Fragment źródłowy:
A czas poświęcony dzieciom się nie liczy? Bo jakoś się ułoży... a może się nie ułoży... Co za egoistyczne podejście do sprawy. Dziecko to nie zabawka... Musi mieć warunki by przyjść na świat! O ile ma rozsądnych rodziców.

Współczuje takim rodzinom, gdzie decydują się na dwójkę dzieci mimo że nie do końca ich na to stać, a przez to np. ojciec musi pracować do późna i nie ma czasu dla swoich dzieci... Nie lepiej mieć jedno dziecko, tak na spokojnie, i wychować je lepiej? Nie trzeba wtedy tak dużo zarabiać, tak długo siedzieć w pracy, tak mało poświęcać mu czasu... Tylko instynkt się dla Was liczy? By mieć więcej, więcej dzieci... Liczy się jakość a nie ilość.

a że tak się wtrącę:cool2:
nie masz dwójki i nie wiesz jak to jest:sorry2: Nas nie było stać na drugie..tzn stać..ja nie mam swojej granicy płacy minimalnej od której powinnam decydować sie na drugie, trzecie...


nie wyobrażam sobie życia bez drugiego dzeicka i pragne kolejnego.
Nie żeby mi służyły (fak:szok:)
a jak nam nie wyjdzie? tzn szcześliwa rodzinka za kilka lat to cóż....równie dobrze można nie robic nawet tego pierwszego dziecka bo przecież może zrobic krzywdę komus spoza rodziny lub kuku swoim rodzicom..po co sie stresować na starość...
Każdy ma inne podejscie do tematu.
Dzieci wychowywane w przepychu są lepiej wychowane od tych z biednych rodzin? chyab nie pieniądze są tego winne lecz móżdżek rodziców.
:baffled::confused::angry::szok::sorry2::dry:
 
Ostatnia edycja:
asia pisząc że nie będzie mi kto miał szklanki wody na starośc podać miałam na mysli SAMOTNOŚĆ nie USŁUGIWANIE, ja nie chce pomocy od moich dzieci mi chodzi tylko o to że fajnie jest miec dużą rodzinę.

[Wpisy pochodzące ze zbioru]
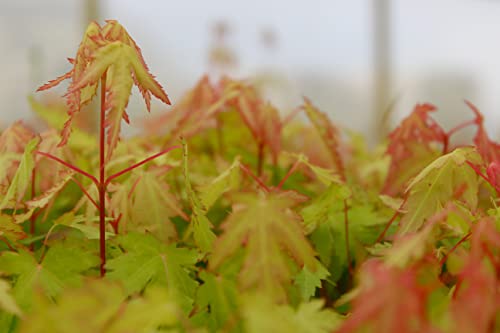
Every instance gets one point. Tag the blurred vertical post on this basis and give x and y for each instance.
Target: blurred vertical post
(91, 13)
(382, 66)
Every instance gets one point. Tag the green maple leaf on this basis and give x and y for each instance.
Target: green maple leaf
(437, 184)
(102, 306)
(272, 234)
(307, 281)
(200, 225)
(22, 178)
(324, 217)
(7, 301)
(261, 315)
(220, 294)
(9, 229)
(152, 206)
(147, 261)
(61, 267)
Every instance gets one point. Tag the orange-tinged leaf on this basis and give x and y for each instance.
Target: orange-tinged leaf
(437, 184)
(108, 52)
(262, 119)
(412, 147)
(271, 233)
(389, 300)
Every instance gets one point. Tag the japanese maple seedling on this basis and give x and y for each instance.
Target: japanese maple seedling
(107, 56)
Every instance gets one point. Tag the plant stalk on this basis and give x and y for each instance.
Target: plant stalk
(33, 216)
(102, 179)
(260, 157)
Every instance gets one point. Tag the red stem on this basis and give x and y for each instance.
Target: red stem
(130, 168)
(260, 157)
(3, 239)
(391, 221)
(346, 225)
(257, 179)
(85, 192)
(102, 179)
(70, 166)
(33, 216)
(441, 263)
(289, 173)
(453, 131)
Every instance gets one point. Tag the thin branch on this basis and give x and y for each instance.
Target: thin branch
(391, 221)
(70, 166)
(87, 194)
(257, 179)
(346, 225)
(441, 263)
(138, 164)
(289, 173)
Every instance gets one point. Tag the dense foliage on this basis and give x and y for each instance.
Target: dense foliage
(246, 220)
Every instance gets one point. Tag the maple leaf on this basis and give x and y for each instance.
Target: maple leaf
(262, 119)
(411, 147)
(271, 233)
(328, 132)
(261, 315)
(146, 261)
(107, 52)
(61, 267)
(220, 294)
(7, 302)
(22, 177)
(307, 281)
(475, 305)
(488, 149)
(10, 229)
(389, 300)
(153, 204)
(14, 138)
(117, 314)
(200, 225)
(195, 111)
(324, 218)
(437, 184)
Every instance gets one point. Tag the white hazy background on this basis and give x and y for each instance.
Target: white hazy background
(441, 51)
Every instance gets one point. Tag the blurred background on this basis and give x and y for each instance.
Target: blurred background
(355, 59)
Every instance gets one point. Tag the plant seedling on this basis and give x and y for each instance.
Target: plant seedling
(107, 56)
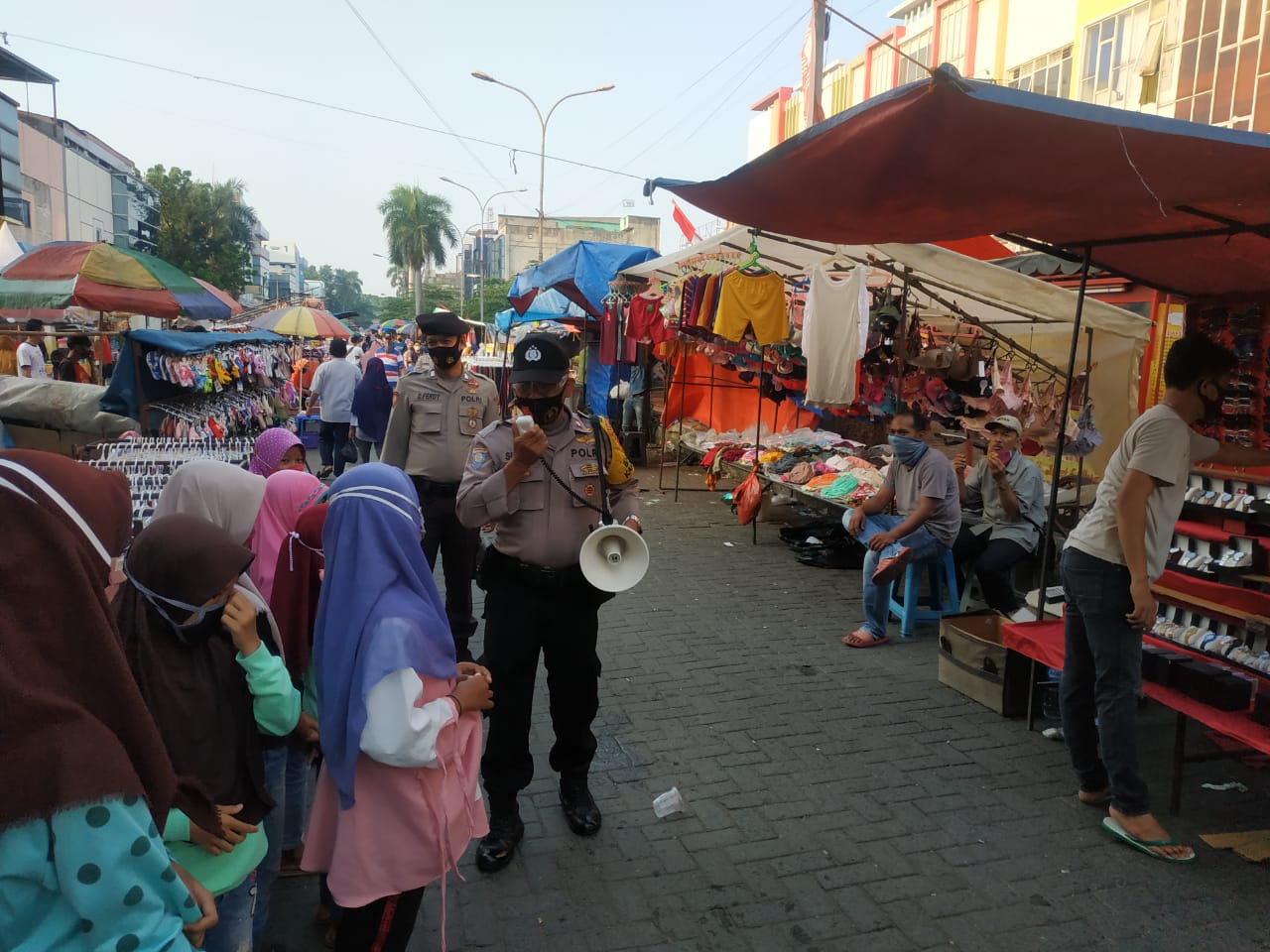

Treść polecenia:
Co według ostatniego akapitu tekstu o posiadaniu dzieci oznaczały słowa o szklance wody podanej na starość?

Odpowiedź:
Samotność, a nie usługiwanie.